(begin)
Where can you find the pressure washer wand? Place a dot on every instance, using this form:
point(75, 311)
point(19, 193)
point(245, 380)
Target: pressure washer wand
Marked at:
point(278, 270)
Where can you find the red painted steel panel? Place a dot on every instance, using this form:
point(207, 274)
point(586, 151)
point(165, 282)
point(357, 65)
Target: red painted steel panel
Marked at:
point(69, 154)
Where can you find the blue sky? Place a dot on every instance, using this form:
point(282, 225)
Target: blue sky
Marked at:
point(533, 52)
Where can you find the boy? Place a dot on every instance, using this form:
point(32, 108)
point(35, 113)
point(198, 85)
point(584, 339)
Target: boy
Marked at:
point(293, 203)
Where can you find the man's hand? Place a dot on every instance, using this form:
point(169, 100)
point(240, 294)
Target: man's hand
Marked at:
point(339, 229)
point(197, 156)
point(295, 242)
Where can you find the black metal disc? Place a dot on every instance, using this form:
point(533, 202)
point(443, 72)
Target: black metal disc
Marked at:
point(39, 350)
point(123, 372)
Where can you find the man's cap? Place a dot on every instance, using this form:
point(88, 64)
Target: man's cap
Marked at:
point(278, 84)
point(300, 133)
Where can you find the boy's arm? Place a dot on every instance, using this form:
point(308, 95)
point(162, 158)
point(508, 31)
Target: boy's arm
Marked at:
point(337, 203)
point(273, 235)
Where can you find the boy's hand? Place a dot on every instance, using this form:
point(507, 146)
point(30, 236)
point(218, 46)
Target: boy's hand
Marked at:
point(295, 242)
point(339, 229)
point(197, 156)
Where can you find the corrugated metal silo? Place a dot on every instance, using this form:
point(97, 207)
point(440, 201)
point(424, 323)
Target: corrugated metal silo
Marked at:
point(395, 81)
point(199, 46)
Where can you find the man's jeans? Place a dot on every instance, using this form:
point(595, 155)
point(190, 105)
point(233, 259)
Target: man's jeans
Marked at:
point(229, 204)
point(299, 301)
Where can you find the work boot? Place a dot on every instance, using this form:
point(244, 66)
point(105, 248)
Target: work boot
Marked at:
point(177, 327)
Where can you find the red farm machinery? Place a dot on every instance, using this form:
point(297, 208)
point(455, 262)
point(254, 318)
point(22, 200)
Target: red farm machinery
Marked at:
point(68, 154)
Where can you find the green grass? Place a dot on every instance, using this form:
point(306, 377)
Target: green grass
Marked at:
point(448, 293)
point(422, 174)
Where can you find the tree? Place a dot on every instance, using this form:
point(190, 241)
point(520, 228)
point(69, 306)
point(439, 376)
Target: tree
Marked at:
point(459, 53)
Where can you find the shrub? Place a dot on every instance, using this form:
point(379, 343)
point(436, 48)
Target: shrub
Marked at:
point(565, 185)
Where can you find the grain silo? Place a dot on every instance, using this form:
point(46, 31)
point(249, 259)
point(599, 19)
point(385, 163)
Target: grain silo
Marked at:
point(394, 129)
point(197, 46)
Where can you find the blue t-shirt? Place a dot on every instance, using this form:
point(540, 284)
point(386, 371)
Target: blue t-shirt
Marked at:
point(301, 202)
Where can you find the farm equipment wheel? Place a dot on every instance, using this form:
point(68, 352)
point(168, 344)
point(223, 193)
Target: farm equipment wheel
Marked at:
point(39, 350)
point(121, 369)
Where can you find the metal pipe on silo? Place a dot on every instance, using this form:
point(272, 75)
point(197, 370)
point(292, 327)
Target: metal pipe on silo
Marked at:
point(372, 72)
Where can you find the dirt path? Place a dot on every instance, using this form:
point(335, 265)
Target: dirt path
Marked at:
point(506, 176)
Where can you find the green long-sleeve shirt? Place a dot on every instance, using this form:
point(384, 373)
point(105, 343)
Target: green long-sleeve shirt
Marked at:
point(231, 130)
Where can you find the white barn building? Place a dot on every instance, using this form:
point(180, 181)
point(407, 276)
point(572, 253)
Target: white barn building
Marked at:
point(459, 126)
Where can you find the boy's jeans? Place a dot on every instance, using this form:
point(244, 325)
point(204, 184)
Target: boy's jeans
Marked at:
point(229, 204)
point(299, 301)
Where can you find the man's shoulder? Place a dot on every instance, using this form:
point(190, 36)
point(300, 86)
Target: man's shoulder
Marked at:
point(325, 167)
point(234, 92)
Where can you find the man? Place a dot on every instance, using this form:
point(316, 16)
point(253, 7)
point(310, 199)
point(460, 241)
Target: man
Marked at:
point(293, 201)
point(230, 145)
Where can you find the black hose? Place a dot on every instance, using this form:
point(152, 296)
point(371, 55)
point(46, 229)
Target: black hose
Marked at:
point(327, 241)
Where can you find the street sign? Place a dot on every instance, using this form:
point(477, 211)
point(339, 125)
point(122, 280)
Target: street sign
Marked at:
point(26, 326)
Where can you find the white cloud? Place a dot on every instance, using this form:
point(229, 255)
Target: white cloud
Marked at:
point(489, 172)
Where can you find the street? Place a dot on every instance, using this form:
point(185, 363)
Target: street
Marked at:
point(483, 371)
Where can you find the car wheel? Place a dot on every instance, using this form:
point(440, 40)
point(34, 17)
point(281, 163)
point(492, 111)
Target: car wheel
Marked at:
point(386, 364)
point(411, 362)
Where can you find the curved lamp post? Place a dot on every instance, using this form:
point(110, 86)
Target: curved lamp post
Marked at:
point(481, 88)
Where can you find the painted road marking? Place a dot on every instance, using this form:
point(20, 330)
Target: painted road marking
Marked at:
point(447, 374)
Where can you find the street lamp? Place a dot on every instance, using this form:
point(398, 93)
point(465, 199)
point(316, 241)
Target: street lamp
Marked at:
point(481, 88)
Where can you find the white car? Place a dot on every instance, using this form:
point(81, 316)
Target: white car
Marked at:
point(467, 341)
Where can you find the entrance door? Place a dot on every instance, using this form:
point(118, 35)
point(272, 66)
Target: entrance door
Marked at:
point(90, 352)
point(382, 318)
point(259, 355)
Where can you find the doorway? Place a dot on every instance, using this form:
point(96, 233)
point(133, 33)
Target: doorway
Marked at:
(end)
» **Task prompt**
Render every line of the records above as a Markdown table with a No. column for the row number and a Line column for the line itself, skipping any blank lines.

» **Answer to the task**
| No. | Line |
|---|---|
| 1 | Where can you find the pressure washer wand? Place a dot on every instance, using this form: |
| 2 | point(75, 311) |
| 3 | point(19, 193) |
| 4 | point(245, 380) |
| 5 | Target: pressure washer wand |
| 6 | Marked at: |
| 7 | point(278, 270) |
| 8 | Where can you find the red painted steel panel? Place a dot on every instance, using this form: |
| 9 | point(207, 274) |
| 10 | point(586, 151) |
| 11 | point(165, 282) |
| 12 | point(357, 65) |
| 13 | Target: red painted steel panel |
| 14 | Marked at: |
| 15 | point(69, 154) |
| 16 | Where can you find the blue sky? Place a dot on every instance, using this form: |
| 17 | point(282, 225) |
| 18 | Target: blue sky |
| 19 | Marked at: |
| 20 | point(533, 52) |
| 21 | Where can you find the boy? Place a dot on every instance, using this form: |
| 22 | point(32, 108) |
| 23 | point(35, 113) |
| 24 | point(198, 85) |
| 25 | point(584, 339) |
| 26 | Target: boy |
| 27 | Marked at: |
| 28 | point(293, 203) |
| 29 | Where can you find the man's hand? Place a dot on every instance, using this form: |
| 30 | point(169, 100) |
| 31 | point(240, 294) |
| 32 | Target: man's hand |
| 33 | Marked at: |
| 34 | point(339, 229) |
| 35 | point(197, 156) |
| 36 | point(295, 242) |
| 37 | Where can you find the black metal disc? Place a dot on every instance, using this form: |
| 38 | point(533, 202) |
| 39 | point(443, 72) |
| 40 | Target: black metal disc |
| 41 | Marked at: |
| 42 | point(39, 350) |
| 43 | point(123, 372) |
| 44 | Where can you find the man's cap? Place a dot on every instance, using this form: |
| 45 | point(88, 64) |
| 46 | Target: man's cap |
| 47 | Marked at: |
| 48 | point(278, 84) |
| 49 | point(300, 133) |
| 50 | Where can you find the boy's arm? Place a dot on every instance, using this form: |
| 51 | point(308, 95) |
| 52 | point(162, 158) |
| 53 | point(508, 31) |
| 54 | Target: boy's arm |
| 55 | Marked at: |
| 56 | point(337, 203) |
| 57 | point(273, 235) |
| 58 | Where can you find the boy's hand? Place a dot on every instance, using this form: |
| 59 | point(507, 146) |
| 60 | point(30, 236) |
| 61 | point(218, 46) |
| 62 | Target: boy's hand |
| 63 | Marked at: |
| 64 | point(295, 242) |
| 65 | point(339, 229) |
| 66 | point(197, 156) |
| 67 | Where can you find the corrugated metal silo? Place a dot on every instance, using this form: |
| 68 | point(97, 207) |
| 69 | point(440, 201) |
| 70 | point(424, 323) |
| 71 | Target: corrugated metal silo |
| 72 | Marked at: |
| 73 | point(395, 81) |
| 74 | point(199, 46) |
| 75 | Where can you find the man's jeans? Place a dot on every instance, using this form: |
| 76 | point(595, 155) |
| 77 | point(190, 105) |
| 78 | point(233, 259) |
| 79 | Target: man's jeans |
| 80 | Marked at: |
| 81 | point(229, 204) |
| 82 | point(299, 301) |
| 83 | Where can you find the work boot? Place a dot on every instance, using this form: |
| 84 | point(244, 66) |
| 85 | point(105, 248) |
| 86 | Target: work boot |
| 87 | Marked at: |
| 88 | point(177, 327) |
| 89 | Where can you find the red farm machinery? Place a dot on every instance, using this form: |
| 90 | point(297, 208) |
| 91 | point(455, 262) |
| 92 | point(254, 318) |
| 93 | point(22, 200) |
| 94 | Target: red farm machinery |
| 95 | Marked at: |
| 96 | point(68, 154) |
| 97 | Where can you find the green grass? Place a dot on every instance, using this form: |
| 98 | point(306, 377) |
| 99 | Target: green grass |
| 100 | Marked at: |
| 101 | point(448, 293) |
| 102 | point(422, 174) |
| 103 | Where can you find the tree? Place a dot on every instance, using this form: |
| 104 | point(190, 241) |
| 105 | point(520, 228) |
| 106 | point(69, 306) |
| 107 | point(439, 376) |
| 108 | Target: tree |
| 109 | Marked at: |
| 110 | point(459, 53) |
| 111 | Where can you find the shrub? Place a dot on every instance, using this form: |
| 112 | point(379, 343) |
| 113 | point(436, 48) |
| 114 | Target: shrub |
| 115 | Marked at: |
| 116 | point(565, 185) |
| 117 | Where can you find the grain silo? Place a dot on every instance, using this form: |
| 118 | point(46, 31) |
| 119 | point(249, 259) |
| 120 | point(599, 19) |
| 121 | point(385, 163) |
| 122 | Target: grain silo |
| 123 | Marked at: |
| 124 | point(394, 129) |
| 125 | point(197, 46) |
| 126 | Where can you find the blue t-shirt? Place a dot on every instance, using this form: |
| 127 | point(540, 284) |
| 128 | point(386, 371) |
| 129 | Target: blue t-shirt |
| 130 | Marked at: |
| 131 | point(301, 202) |
| 132 | Where can you find the farm equipment wheel? Place a dot on every instance, using this form: |
| 133 | point(68, 352) |
| 134 | point(168, 344) |
| 135 | point(223, 193) |
| 136 | Target: farm equipment wheel |
| 137 | Marked at: |
| 138 | point(39, 350) |
| 139 | point(121, 369) |
| 140 | Where can you find the metal pipe on silo? Place a dot on every instance, using this form: |
| 141 | point(272, 75) |
| 142 | point(197, 370) |
| 143 | point(292, 327) |
| 144 | Target: metal pipe on silo |
| 145 | Marked at: |
| 146 | point(372, 72) |
| 147 | Where can you find the dirt path? Place a dot on every instance, using this form: |
| 148 | point(335, 265) |
| 149 | Target: dirt path |
| 150 | Marked at: |
| 151 | point(506, 176) |
| 152 | Where can you find the green long-sleeve shirt? Place a dot on every instance, using this form: |
| 153 | point(384, 373) |
| 154 | point(105, 343) |
| 155 | Target: green long-sleeve shirt |
| 156 | Marked at: |
| 157 | point(231, 130) |
| 158 | Where can you find the white barn building? Place a dot on every instance, using this form: |
| 159 | point(180, 181) |
| 160 | point(407, 276) |
| 161 | point(572, 253) |
| 162 | Target: white barn building |
| 163 | Marked at: |
| 164 | point(459, 126) |
| 165 | Where can you find the boy's jeans? Place a dot on every instance, using this form: |
| 166 | point(244, 325) |
| 167 | point(204, 184) |
| 168 | Target: boy's jeans |
| 169 | Marked at: |
| 170 | point(229, 204) |
| 171 | point(299, 301) |
| 172 | Where can you find the man's shoulder? Place a dot on every instance, using this form: |
| 173 | point(190, 36) |
| 174 | point(300, 86) |
| 175 | Target: man's shoulder |
| 176 | Marked at: |
| 177 | point(325, 167) |
| 178 | point(234, 92) |
| 179 | Where can you find the man? Place a dot on every instance, using this form: |
| 180 | point(316, 16) |
| 181 | point(253, 7) |
| 182 | point(310, 199) |
| 183 | point(460, 241) |
| 184 | Target: man |
| 185 | Marked at: |
| 186 | point(293, 201) |
| 187 | point(230, 145) |
| 188 | Where can you find the black hose? Place a dot on every instance, using this form: |
| 189 | point(152, 296) |
| 190 | point(371, 55) |
| 191 | point(46, 229) |
| 192 | Target: black hose |
| 193 | Marked at: |
| 194 | point(327, 241) |
| 195 | Where can you find the street sign? Place a dot on every instance, using this form: |
| 196 | point(477, 211) |
| 197 | point(339, 125) |
| 198 | point(122, 280) |
| 199 | Target: street sign |
| 200 | Marked at: |
| 201 | point(26, 326) |
| 202 | Where can you find the white cloud? Place a dot on every instance, using this form: |
| 203 | point(229, 255) |
| 204 | Target: white cloud |
| 205 | Marked at: |
| 206 | point(489, 172) |
| 207 | Where can you find the street? Place a dot on every instance, using this form: |
| 208 | point(185, 363) |
| 209 | Target: street |
| 210 | Marked at: |
| 211 | point(483, 371) |
| 212 | Where can you find the car wheel? Place a dot on every instance, using this form: |
| 213 | point(440, 40) |
| 214 | point(34, 17) |
| 215 | point(281, 163) |
| 216 | point(492, 111) |
| 217 | Target: car wheel |
| 218 | Marked at: |
| 219 | point(386, 364) |
| 220 | point(411, 362) |
| 221 | Where can you find the curved lamp post? Place a dot on every instance, using this form: |
| 222 | point(110, 86) |
| 223 | Target: curved lamp post |
| 224 | Marked at: |
| 225 | point(481, 88) |
| 226 | Where can you find the painted road marking? Place a dot on every instance, using this form: |
| 227 | point(20, 330) |
| 228 | Target: painted road marking |
| 229 | Marked at: |
| 230 | point(447, 374) |
| 231 | Where can you find the street lamp? Place a dot on every instance, using this form: |
| 232 | point(398, 93) |
| 233 | point(465, 199) |
| 234 | point(316, 241) |
| 235 | Target: street lamp |
| 236 | Marked at: |
| 237 | point(481, 88) |
| 238 | Where can you find the white car? Place a dot on every instance, using this form: |
| 239 | point(81, 316) |
| 240 | Target: white car |
| 241 | Marked at: |
| 242 | point(467, 341) |
| 243 | Where can you find the entrance door? Place a dot on every instance, using this form: |
| 244 | point(118, 35) |
| 245 | point(272, 66) |
| 246 | Target: entrance door |
| 247 | Marked at: |
| 248 | point(90, 352) |
| 249 | point(382, 318) |
| 250 | point(259, 355) |
| 251 | Where can you find the doorway? Place a dot on every instance, using this form: |
| 252 | point(96, 233) |
| 253 | point(133, 33) |
| 254 | Target: doorway |
| 255 | Marked at: |